▶ **WORK ITEM**
A complete, unaltered copy of the listing is needed. Write it out.

▶ **EXTRACTED ENTRIES**
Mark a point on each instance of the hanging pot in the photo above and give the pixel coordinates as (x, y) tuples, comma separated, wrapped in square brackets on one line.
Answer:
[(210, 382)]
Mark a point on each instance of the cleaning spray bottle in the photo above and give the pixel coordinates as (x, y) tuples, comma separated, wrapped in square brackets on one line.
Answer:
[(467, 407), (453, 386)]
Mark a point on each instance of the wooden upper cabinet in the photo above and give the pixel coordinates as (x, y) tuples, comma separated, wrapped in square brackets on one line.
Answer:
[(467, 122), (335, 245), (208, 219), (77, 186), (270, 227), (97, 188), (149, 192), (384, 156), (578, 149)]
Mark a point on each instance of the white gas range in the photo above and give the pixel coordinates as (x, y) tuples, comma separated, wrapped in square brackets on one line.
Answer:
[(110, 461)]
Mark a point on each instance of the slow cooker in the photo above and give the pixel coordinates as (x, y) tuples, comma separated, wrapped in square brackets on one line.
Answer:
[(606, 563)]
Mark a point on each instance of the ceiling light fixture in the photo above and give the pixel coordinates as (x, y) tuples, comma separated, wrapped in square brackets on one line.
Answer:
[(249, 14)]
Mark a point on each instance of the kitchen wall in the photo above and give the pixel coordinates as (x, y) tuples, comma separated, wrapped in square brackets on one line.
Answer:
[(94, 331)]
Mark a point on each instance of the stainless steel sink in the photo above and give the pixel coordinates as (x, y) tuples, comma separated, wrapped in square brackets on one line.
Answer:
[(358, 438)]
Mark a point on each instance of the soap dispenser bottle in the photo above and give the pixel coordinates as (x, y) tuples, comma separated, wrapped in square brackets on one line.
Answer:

▶ **ANSWER TO THIS PROBLEM**
Mark a point on each instance of the hanging pot in the photo above and give the pixel coordinates as (x, y) tuples, comma separated, wrapped in square brackets on one line.
Answer:
[(210, 382)]
Mark a point on each instance of the cleaning spray bottle in the photo above and give the pixel coordinates as (x, y) tuples, comma separated, wrapped in square brackets on one line.
Answer:
[(467, 407), (453, 386)]
Mark a point on each instance of the wooden upper cabinet in the photo above and give the pixel coordinates as (x, y) tuples, comma separated, wrapped in square brackets on one line.
Answer:
[(467, 122), (335, 245), (208, 219), (77, 186), (270, 227), (97, 188), (149, 192), (384, 156), (578, 149)]
Mark a point on each instance of the white gas range in the photo above and give the pixel coordinates as (x, y) tuples, comma separated, wrapped in square brackets on one line.
Answer:
[(110, 461)]
Mark a point on each instance of the slow cooker in the photo above and give the pixel coordinates as (x, y) tuples, comma separated, wrapped in square brackets on one line.
Answer:
[(606, 563)]
Mark a point on each instance of the ceiling light fixture in the photo above and give the pixel coordinates as (x, y) tuples, comma separated, wrapped in square brackets on one line.
Answer:
[(249, 14)]
Mark a point on each instance of the kitchen wall in the photo above and give the pixel coordinates as (x, y) tuples, comma separated, wrapped in square brackets on one line.
Answer:
[(94, 331)]
Mark a point on each instance of the stainless steel sink in the photo above and give the pixel coordinates as (x, y) tuples, comma separated, wrapped in square brackets on one line.
Answer:
[(358, 438)]
Mark a point on each instance of the soap dispenser bottle in the photo above and give the pixel coordinates as (x, y) tuples, comma separated, wrapped in square brackets on one line.
Answer:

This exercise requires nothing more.